** Start **

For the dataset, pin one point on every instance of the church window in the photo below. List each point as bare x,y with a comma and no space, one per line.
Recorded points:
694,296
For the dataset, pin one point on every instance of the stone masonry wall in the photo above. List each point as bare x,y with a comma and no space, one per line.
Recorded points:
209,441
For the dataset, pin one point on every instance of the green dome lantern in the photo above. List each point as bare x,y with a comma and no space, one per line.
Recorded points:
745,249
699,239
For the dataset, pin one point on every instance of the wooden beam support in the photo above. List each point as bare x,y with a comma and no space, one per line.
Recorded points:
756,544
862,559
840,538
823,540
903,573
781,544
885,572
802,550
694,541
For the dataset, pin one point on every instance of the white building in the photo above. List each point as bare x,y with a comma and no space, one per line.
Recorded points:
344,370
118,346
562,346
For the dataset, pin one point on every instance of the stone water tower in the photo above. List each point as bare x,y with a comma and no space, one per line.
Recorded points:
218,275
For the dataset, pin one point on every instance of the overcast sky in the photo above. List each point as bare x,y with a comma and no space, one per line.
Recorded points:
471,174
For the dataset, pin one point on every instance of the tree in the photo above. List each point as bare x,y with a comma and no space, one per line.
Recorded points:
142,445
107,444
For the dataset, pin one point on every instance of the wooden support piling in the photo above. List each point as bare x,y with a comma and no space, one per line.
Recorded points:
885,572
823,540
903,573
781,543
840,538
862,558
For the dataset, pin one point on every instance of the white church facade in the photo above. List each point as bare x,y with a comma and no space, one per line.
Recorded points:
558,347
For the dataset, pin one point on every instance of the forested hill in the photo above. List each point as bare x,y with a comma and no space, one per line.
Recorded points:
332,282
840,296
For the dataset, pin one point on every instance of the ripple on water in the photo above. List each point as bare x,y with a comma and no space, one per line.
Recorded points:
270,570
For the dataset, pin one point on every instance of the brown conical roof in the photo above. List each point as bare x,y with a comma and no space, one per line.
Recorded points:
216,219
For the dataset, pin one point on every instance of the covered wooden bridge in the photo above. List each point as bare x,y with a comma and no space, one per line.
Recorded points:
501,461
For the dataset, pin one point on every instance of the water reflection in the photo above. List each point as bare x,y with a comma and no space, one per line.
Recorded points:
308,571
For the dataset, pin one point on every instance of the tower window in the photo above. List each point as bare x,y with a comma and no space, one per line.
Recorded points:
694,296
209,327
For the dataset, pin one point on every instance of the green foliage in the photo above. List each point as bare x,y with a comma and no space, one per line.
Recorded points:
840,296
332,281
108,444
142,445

** End **

Copy all of the records above word for word, keeping every line in its original order.

For the dataset, pin one point on every instance of the church window in the photo below. List each point as bare x,y with a comma and no space, one per line.
Recorded points:
694,296
For the dataset, pin one point on every instance of the stone masonry wall in the photo above. List each point as bare x,y with a comma and no space, one per line.
Recorded points:
209,441
For the dataset, pin one point on every instance of the green dome lantern in the photo above. List each point as bare x,y with a comma and no space, one per line.
Recorded points:
745,249
699,239
For the dataset, pin one point on every instance of the wooden beam support in the photo above. List each point as bare x,y with a comma and no space, one per line.
Recorded points:
756,544
862,559
840,538
823,540
903,573
781,544
885,572
802,550
694,541
For the dataset, pin one point on every instance of the white building in the photo above. List each point as bare x,y with a comma and no space, one per line.
Recorded points:
344,370
118,346
562,346
For the dataset, pin one point on every instance of the stone water tower in the photo above. List each point as bare x,y with a comma and no space, one per line.
Recorded points:
218,275
For the dataset, pin one point on every instance of the overcast sky in the photo above. List each point as bare x,y with a comma and no space, one per line.
Recorded points:
471,174
For the dataset, pin one point on every instance of the tree in the photo above. List each point as bare x,y with a comma and no space, one per line.
Recorded points:
142,445
107,444
For the dataset, pin one point on every instance of the wooden support piling in the photo above. List each point as bare x,y with a comma and no space, one per line.
Recorded points:
885,572
823,540
903,573
781,543
840,538
862,558
For the dataset, pin one point on every instance of the white church facade in the photo above. List each point as bare x,y with a comma and no space, one per line.
Recorded points:
558,347
For the dataset, pin one point on every instance of the forested hill in the photo above. List each point as bare x,y with a comma and no space, one per line.
Recorded points:
332,282
840,296
For the dataset, pin one point on every instance of the ripple on water in the photo above. List each point as bare x,y with a comma and no space, one per line.
Recorded points:
270,570
For the dataset, pin one point on every instance of the brown conical roof in the photo above. List each point as bare x,y with a comma and no space, one per line.
Recorded points:
216,219
For the dataset, pin one point on every instance of the covered wooden bridge in the photo above. List each point as bare x,y with a comma and no space, one per line.
Recorded points:
501,461
For the dataset, pin one point on every instance of the water reflection in the photo above. List each point as bare x,y with a comma and no space, one per line.
Recorded points:
308,571
For the dataset, pin one point on every instance of the tower window in the photo above. List each point as bare x,y with a comma and no space, one per line.
Recorded points:
694,296
209,327
For the dataset, pin one point on every instance of the green foliage in the photo above. List each point as bare x,y with a comma and no space, one per line.
Recorded points:
840,296
332,281
108,444
142,445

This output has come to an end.